EXTRAIT SOURCE:
------------------------------------------------------------

I- Portrait de Mariss Jansons
Nous passerons rapidement sur le film de Robert Neumüller consacré au chef d'orchestre Mariss Jansons. Ce documentaire intitulé Music is the Language of the Heart and Soul (La Musique est le langage du cœur et de l'âme) se veut en effet une biographie du chef avec retour sur son passé et visite des lieux de son enfance et où il étudia, mais l'ensemble est somme toute assez formaté. On retiendra cependant quelques idées personnelles sur la musique, intéressantes mais non révolutionnaires, et de nombreuses vues de répétitions de productions récentes, comme Eugène Onéguine, ainsi que de plus anciennes.
À noter : Ce documentaire en allemand est sous-titré en français, anglais, espagnol, chinois et coréen.

------------------------------------------------------------

LIGNES EXTRAITES:
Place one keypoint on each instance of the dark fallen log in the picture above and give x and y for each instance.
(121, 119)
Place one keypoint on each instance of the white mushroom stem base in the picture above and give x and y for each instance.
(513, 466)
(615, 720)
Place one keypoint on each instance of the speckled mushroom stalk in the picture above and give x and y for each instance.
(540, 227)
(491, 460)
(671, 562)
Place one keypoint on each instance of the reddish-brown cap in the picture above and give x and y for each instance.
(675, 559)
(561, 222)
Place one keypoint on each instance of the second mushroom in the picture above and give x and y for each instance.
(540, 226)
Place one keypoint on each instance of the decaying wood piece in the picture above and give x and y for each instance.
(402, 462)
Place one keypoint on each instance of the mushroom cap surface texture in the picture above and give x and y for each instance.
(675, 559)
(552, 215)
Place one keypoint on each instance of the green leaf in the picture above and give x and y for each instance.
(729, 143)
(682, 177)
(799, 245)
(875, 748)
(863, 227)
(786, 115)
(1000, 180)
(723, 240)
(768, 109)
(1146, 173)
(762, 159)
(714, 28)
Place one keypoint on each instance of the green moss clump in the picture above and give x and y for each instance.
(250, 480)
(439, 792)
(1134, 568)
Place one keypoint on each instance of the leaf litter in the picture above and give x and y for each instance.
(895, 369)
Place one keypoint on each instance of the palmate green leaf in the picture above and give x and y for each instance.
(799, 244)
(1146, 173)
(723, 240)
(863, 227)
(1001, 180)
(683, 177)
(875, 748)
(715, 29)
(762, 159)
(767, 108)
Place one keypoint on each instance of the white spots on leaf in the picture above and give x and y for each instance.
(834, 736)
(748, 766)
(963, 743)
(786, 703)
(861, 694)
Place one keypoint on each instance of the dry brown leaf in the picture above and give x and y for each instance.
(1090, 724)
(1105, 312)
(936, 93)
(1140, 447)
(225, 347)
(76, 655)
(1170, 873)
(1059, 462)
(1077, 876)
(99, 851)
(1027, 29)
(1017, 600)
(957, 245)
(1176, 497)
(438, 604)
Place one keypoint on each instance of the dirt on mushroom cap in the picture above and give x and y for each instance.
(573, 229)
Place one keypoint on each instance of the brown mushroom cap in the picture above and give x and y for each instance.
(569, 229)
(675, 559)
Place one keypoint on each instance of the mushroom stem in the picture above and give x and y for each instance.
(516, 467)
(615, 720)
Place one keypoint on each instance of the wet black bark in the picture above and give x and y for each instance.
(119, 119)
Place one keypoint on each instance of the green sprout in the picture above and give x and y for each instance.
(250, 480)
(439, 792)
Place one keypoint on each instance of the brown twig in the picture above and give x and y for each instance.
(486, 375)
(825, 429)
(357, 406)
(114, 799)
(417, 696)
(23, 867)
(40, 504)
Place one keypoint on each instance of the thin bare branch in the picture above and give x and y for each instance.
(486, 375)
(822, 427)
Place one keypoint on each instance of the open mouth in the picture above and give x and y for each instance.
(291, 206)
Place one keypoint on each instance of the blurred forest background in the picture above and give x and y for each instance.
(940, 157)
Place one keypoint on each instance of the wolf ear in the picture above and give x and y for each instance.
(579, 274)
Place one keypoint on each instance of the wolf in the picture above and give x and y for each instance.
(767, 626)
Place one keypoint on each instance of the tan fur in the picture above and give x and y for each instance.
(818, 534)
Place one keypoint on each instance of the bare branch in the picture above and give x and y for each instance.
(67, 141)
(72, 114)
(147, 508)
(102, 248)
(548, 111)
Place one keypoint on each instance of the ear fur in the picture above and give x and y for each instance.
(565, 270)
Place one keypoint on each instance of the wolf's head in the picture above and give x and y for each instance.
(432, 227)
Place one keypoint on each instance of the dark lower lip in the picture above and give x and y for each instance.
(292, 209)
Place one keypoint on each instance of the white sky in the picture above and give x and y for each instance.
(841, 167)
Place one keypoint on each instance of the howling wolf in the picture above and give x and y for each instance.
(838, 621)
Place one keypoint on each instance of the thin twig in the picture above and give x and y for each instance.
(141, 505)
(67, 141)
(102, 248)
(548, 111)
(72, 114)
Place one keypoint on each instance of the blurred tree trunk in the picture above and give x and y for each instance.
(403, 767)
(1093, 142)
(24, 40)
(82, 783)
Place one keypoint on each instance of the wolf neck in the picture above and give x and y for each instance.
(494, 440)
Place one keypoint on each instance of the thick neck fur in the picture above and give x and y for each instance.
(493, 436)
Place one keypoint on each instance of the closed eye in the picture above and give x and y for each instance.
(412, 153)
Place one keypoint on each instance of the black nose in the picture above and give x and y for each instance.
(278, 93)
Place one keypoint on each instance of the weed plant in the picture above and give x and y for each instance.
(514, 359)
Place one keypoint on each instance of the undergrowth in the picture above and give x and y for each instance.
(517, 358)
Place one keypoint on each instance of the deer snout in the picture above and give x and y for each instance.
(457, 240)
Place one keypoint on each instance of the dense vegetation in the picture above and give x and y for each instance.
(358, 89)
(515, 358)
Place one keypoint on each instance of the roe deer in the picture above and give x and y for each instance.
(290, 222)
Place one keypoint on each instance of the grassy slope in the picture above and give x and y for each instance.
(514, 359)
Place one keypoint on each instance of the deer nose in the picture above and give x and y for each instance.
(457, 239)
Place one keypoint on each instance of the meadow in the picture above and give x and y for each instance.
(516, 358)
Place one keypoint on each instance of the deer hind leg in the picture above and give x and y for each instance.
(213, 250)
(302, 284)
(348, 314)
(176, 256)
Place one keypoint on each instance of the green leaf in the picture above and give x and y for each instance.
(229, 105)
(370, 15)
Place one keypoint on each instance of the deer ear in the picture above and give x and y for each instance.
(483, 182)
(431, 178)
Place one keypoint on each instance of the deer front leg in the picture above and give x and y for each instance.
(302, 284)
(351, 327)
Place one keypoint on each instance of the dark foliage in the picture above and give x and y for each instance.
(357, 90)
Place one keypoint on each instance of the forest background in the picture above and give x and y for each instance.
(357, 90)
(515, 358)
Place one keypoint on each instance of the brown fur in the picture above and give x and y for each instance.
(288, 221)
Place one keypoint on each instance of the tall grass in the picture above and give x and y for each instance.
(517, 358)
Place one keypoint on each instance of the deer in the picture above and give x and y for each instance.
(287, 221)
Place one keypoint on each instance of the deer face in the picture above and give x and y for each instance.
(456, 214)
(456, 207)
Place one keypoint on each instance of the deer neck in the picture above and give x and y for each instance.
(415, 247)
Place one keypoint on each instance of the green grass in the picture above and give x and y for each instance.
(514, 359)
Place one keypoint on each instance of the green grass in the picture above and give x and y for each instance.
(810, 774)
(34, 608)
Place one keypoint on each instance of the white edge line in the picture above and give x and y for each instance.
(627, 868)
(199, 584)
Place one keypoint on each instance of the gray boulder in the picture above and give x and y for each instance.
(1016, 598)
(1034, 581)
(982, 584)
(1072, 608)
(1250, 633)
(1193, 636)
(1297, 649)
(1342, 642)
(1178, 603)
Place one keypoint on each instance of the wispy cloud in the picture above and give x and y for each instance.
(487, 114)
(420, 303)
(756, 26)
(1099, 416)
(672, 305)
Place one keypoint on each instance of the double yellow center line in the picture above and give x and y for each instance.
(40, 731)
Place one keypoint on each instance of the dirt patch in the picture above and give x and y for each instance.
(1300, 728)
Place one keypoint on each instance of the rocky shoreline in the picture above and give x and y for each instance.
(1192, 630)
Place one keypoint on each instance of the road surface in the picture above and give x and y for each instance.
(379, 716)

------------------------------------------------------------

ÉNONCÉ DU PROBLÈME:
D'après l'extrait sur le portrait de Mariss Jansons :
1. Qui a réalisé le film consacré au chef d'orchestre ?
2. Quelle production récente figure parmi les répétitions montrées ?
3. En quelles langues le documentaire est-il sous-titré ?
Répondez en vous fondant uniquement sur l'extrait.

RÉPONSE PROPOSÉE:
1. Robert Neumüller.
2. Eugène Onéguine.
3. En français, anglais, espagnol, chinois et coréen.